━━━━━ Data excerpts ━━━━━

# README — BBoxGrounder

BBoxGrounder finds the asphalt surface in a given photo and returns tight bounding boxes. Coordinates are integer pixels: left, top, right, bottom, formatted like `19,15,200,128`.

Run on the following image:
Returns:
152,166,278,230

━━━━━

● Aim of the task
Print the records again in full, exactly as they appear above.

● Exercise output
# README — BBoxGrounder

BBoxGrounder finds the asphalt surface in a given photo and returns tight bounding boxes. Coordinates are integer pixels: left, top, right, bottom, formatted like `19,15,200,128`.

Run on the following image:
Returns:
152,166,278,230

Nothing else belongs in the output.